=== Teks Kajian ===
:::

REPUBLIKA.CO.ID, oleh Rizky Jaramaya, Kamran Dikarma, Desy Suciati Saputri, Sapto Andika, Fauziah Mursid
Organisasi Kesehatan Dunia (WHO) memperingatkan pemimpin dunia akan bahaya virus corona jenis baru atau Covid-19 yang kian memburuk. Pandemi virus corona bisa menjadi lebih buruk lagi jika pemerintah di setiap negara gagal mengambil tindakan yang lebih tegas.
Menurut Direktur Jenderal WHO, Tedros Adhanom Ghebreyesus, terlalu banyak negara yang menuju ke arah yang salah dalam menangani pandemi. "Kasus meningkat di mana langkah-langkah (pedoman ksehatan) terbukti tidak diadopsi atau diikuti," ujar Ghebreyesus, dilansir BBC, Selasa (14/7).
Dalam briefing di Jenewa, Ghebreyesus mengatakan terlalu banyak pesan yang beragam dari para pemimpin sehingga merusak kepercayaan publik dalam upaya untuk mengendalikan pandemi. Menurutnya, virus corona jenis baru atau Covid-19 masih tetap menjadi musuh nomor satu. Namun, saat ini banyak orang maupun negara yang mengabaikannya.
Selain itu, protokol kesehatan yang telah ditetapkan oleh WHO untuk mencegah penyebaran Covid-19 mulai banyak dilanggar. Misalnya, mencuci tangan, mengenakan masker, dan menjaga jarak. Ghebreyesus memperingatkan, jika situasi ini terus berlanjut maka kehidupan tidak akan kembali lagi menjadi normal di masa mendatang.

:::

(Data yang dikumpulkan)
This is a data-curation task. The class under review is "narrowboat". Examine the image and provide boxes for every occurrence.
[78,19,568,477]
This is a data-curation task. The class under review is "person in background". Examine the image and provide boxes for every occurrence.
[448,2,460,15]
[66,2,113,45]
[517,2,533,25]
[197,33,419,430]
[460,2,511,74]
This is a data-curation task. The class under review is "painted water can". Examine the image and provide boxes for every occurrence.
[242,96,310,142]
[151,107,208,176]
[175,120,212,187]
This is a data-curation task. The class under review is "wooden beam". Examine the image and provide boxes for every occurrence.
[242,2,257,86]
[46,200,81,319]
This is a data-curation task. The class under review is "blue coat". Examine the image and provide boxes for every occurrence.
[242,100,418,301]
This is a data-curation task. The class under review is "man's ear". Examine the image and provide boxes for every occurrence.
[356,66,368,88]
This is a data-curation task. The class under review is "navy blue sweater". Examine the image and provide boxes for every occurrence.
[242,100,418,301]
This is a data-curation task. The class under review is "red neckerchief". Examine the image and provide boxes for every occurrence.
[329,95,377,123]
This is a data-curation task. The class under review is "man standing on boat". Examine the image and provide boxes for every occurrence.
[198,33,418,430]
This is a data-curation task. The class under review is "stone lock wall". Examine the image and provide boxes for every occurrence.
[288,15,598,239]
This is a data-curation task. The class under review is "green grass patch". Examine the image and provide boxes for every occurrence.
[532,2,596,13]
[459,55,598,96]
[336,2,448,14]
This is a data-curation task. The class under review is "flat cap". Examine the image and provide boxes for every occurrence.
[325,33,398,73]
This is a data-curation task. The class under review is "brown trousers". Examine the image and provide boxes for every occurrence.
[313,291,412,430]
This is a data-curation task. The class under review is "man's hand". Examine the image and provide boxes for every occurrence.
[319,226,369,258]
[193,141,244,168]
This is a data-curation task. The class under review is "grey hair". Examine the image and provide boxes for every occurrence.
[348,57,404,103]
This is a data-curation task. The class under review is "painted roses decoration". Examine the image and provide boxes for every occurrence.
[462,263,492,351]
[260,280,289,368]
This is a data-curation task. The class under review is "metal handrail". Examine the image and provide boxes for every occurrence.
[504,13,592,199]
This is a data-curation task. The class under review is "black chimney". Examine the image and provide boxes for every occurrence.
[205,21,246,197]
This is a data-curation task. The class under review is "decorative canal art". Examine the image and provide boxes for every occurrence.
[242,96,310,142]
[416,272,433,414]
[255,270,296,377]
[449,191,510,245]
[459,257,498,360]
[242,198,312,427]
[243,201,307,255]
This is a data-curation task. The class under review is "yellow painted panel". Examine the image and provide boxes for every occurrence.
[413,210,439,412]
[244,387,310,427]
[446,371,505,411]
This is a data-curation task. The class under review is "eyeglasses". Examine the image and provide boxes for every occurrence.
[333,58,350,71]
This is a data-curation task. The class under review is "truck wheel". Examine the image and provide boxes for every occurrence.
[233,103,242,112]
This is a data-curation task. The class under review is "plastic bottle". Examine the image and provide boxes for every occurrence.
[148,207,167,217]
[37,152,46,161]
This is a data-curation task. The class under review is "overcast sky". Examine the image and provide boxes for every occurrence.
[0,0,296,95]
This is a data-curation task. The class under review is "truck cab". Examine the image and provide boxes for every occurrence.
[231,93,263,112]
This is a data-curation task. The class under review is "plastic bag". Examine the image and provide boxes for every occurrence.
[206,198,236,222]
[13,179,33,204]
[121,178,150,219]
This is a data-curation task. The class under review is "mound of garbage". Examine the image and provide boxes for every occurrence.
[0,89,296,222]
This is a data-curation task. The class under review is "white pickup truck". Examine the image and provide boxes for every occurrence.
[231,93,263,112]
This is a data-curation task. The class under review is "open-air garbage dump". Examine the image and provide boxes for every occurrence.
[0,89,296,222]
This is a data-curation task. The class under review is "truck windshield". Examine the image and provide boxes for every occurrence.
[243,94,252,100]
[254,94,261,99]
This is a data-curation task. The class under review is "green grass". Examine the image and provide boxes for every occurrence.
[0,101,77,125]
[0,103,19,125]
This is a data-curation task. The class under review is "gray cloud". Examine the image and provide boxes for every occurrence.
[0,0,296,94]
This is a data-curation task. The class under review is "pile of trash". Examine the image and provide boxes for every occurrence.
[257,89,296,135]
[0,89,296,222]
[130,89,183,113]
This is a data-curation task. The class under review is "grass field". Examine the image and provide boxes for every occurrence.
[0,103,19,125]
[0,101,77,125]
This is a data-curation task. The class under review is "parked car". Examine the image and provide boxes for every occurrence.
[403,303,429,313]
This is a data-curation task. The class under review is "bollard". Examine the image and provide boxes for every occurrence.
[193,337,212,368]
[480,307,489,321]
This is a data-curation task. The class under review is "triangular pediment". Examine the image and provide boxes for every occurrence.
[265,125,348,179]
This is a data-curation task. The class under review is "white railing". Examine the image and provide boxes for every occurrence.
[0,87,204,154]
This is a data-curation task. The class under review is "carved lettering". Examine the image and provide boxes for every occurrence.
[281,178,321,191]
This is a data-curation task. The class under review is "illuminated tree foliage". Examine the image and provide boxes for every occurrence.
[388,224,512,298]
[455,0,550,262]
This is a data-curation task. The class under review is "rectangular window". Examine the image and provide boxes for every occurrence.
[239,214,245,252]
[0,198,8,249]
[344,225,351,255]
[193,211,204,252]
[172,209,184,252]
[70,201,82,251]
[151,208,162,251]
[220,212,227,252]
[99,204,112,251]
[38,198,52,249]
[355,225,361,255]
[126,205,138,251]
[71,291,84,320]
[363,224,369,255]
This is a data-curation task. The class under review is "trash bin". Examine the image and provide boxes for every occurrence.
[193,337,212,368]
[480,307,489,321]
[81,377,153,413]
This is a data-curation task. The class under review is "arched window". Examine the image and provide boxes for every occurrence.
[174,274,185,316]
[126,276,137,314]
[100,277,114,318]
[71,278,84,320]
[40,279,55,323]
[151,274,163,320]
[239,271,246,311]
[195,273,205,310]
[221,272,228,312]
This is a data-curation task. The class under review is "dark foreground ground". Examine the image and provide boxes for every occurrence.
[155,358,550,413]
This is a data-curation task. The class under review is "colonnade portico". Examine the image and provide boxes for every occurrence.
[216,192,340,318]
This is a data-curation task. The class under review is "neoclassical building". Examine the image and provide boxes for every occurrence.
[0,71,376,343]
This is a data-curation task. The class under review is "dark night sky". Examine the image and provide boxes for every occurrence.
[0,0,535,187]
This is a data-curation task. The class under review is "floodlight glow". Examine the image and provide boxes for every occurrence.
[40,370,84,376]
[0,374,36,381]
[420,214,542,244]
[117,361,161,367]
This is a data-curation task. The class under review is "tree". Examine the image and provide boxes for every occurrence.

:::

=== Tugas 1 ===
Dalam teks tentang peringatan WHO, di kota mana Ghebreyesus menyampaikan briefing?
=== Tugas 2 ===
Tolong salin bagian teks tentang peringatan WHO mulai dari "Selain itu, protokol" sampai dengan "di masa mendatang.".

=== Jawaban Tertulis 1 ===
Di Jenewa.

=== Jawaban Tertulis 2 ===
Selain itu, protokol kesehatan yang telah ditetapkan oleh WHO untuk mencegah penyebaran Covid-19 mulai banyak dilanggar. Misalnya, mencuci tangan, mengenakan masker, dan menjaga jarak. Ghebreyesus memperingatkan, jika situasi ini terus berlanjut maka kehidupan tidak akan kembali lagi menjadi normal di masa mendatang.